Records:
◇ ◇ ◇ ◇ ◇ ◇ ◇

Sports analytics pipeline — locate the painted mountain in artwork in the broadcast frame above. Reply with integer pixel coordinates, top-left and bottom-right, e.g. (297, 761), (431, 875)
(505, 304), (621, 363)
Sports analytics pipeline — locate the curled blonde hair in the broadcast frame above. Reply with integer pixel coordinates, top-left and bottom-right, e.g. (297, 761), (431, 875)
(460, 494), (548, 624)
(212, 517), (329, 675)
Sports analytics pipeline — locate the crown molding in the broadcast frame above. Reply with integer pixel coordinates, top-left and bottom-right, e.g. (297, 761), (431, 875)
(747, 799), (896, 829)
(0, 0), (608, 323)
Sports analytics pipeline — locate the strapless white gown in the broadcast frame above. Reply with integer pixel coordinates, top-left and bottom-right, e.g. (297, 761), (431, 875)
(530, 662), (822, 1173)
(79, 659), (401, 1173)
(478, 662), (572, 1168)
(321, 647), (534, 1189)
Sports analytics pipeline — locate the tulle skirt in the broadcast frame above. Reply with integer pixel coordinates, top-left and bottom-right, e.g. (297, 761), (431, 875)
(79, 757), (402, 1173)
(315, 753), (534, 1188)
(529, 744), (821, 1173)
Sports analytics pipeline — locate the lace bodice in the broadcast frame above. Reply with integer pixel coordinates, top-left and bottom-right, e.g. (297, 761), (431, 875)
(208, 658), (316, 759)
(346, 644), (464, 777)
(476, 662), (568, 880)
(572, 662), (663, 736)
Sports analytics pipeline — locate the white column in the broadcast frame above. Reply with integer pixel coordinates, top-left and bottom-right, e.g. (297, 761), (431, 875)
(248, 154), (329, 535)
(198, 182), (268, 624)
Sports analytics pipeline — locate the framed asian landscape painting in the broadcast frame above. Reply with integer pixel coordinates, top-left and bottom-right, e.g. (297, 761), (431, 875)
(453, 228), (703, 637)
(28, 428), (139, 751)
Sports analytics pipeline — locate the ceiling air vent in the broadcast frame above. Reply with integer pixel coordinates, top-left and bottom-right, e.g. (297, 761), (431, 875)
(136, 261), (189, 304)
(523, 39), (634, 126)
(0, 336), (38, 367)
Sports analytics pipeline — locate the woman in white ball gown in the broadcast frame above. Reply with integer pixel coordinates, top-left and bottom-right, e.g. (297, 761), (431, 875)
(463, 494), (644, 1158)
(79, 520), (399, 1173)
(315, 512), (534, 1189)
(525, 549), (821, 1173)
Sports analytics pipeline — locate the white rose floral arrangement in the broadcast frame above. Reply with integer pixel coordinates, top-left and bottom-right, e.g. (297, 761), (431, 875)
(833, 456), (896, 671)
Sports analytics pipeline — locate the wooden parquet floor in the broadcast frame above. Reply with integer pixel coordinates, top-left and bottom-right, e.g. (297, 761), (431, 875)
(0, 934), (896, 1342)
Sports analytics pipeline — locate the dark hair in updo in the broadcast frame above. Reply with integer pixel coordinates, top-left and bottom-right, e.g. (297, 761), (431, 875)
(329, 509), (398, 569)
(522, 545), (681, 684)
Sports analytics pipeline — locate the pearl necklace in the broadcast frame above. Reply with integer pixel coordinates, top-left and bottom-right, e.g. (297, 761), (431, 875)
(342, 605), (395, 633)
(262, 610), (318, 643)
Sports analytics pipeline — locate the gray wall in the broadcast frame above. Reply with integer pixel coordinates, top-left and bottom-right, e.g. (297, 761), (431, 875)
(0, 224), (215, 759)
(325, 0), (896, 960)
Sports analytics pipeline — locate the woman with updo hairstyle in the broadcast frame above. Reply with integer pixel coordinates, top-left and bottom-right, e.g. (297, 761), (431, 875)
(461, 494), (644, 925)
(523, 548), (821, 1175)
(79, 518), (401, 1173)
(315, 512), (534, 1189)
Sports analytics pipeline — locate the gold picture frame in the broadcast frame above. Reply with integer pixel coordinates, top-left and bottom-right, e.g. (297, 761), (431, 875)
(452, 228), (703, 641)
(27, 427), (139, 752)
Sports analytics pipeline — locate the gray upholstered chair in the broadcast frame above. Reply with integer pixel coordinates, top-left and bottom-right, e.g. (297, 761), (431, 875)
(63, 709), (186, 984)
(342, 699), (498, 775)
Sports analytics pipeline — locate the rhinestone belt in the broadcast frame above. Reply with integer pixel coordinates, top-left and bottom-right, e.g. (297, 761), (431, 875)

◇ ◇ ◇ ◇ ◇ ◇ ◇

Given request: Can you reproduce every line above with "Sports analytics pipeline" swapped for "Stadium tracking system" and nothing else changed?

Finished task:
Stadium tracking system — locate the painted mountain in artwork in the broadcast frame above. Reply with integer pixel coordinates, top-left and bottom-right, e.g. (297, 761), (431, 875)
(505, 304), (621, 363)
Stadium tracking system — locate the curled blonde hair in the broadcast frame above. Reply with integer pixel coordinates, top-left and bottom-right, e.g. (297, 761), (431, 875)
(460, 494), (548, 624)
(212, 517), (329, 675)
Stadium tracking system — locate the crown molding in the broadcast frame above. Reply with integer pixel coordinates, top-left and bottom-right, e.g. (297, 761), (431, 875)
(747, 799), (896, 829)
(0, 0), (608, 323)
Stadium tracking system — locate the strapless white gown in the broadcast frame above. Reply with integer pixel coordinates, top-left and bottom-right, e.g. (297, 761), (431, 875)
(530, 662), (822, 1173)
(79, 659), (401, 1173)
(478, 662), (572, 1168)
(321, 647), (534, 1189)
Stadium tracking system — locate the tulle skirt in the broadcast frame above. Reply with integer pixel coordinates, top-left and bottom-right, e.g. (297, 761), (431, 875)
(79, 757), (402, 1173)
(315, 753), (534, 1188)
(529, 744), (821, 1173)
Stadium tracking system — locate the lace bodice in the broadcast frame above. Reply with integer pixel coordinates, top-left and bottom-right, e.g. (297, 761), (431, 875)
(208, 658), (316, 759)
(346, 644), (464, 777)
(476, 662), (568, 880)
(572, 662), (663, 736)
Stadium tracking system — locate the white column in the broadcast frame above. Reply with integer pixel coordinates, top-left and bottom-right, e.g. (297, 761), (431, 875)
(248, 154), (329, 535)
(198, 182), (268, 624)
Stadium tracking system — locate the framed asian landscape painting in the broadcast frame above. Reply with integer pixel coordinates, top-left and bottom-right, e.g. (297, 761), (431, 875)
(453, 228), (703, 637)
(28, 428), (139, 751)
Stadium tracking system — locate the ceiling air vent in the broadcast frame above. Reply with integer pixel coordinates, top-left and bottom-right, e.g. (297, 761), (431, 875)
(136, 261), (189, 304)
(523, 39), (634, 126)
(0, 336), (38, 367)
Stadium tracking system — locate the woman in white ball gown in the broadcast frame above. Reply with integer pixel coordinates, top-left and bottom-right, e.g. (297, 761), (431, 875)
(463, 494), (644, 1158)
(79, 520), (399, 1173)
(315, 512), (534, 1189)
(525, 549), (821, 1173)
Stadium tracking system — locate the white rose floral arrangement in the broadcast frame above. Reply with integer pixel coordinates, top-left and bottom-right, e.g. (297, 761), (431, 875)
(833, 456), (896, 671)
Stadium tracking system — locate the wooden parquet floor in the broadcast frame above. Reply with integer pixel coordinates, top-left and bottom-right, e.g. (297, 761), (431, 875)
(0, 934), (896, 1342)
Stadium tracking system — locate the dark hair in updo in the broadcast frame above. Reply with integer pixel coordinates, top-left and bottom-right, e.g. (297, 761), (431, 875)
(329, 509), (398, 569)
(522, 545), (681, 684)
Stadium tracking system — locate the pearl necklace in the broadcast frame above. Reply with integer pixel coordinates, top-left and bottom-right, e.g. (297, 761), (431, 875)
(342, 605), (395, 633)
(262, 610), (318, 643)
Stadium tracking system — locate the gray wall in the broadcast frame above. Reply with integer pixel coordinates, top-left and bottom-right, e.g. (297, 761), (431, 875)
(0, 224), (215, 759)
(325, 0), (896, 960)
Stadium tracking system — locate the woman with updo hairstyle in the broadcast frame above. Reply with integer pixel coordinates, top-left and bottom-right, e.g. (297, 761), (431, 875)
(461, 494), (644, 925)
(523, 548), (821, 1175)
(79, 518), (401, 1173)
(315, 512), (534, 1189)
Stadium tracking system — locate the gold picture frame in the broadcast frame above. Reply with integer pixel coordinates, top-left and bottom-right, e.g. (297, 761), (431, 875)
(452, 228), (703, 641)
(27, 427), (139, 752)
Stadium tracking system — locate the gray upholstered chair in the broadcast frame above. Reply with integer pixel coordinates, top-left and bottom-right, e.g. (297, 761), (431, 875)
(63, 709), (186, 984)
(342, 699), (498, 775)
Stadium tracking system — locate the rhinestone belt in the broadcast frame above. Reply with integer pixel coordinates, top-left and bottom-right, e.g. (297, 761), (431, 875)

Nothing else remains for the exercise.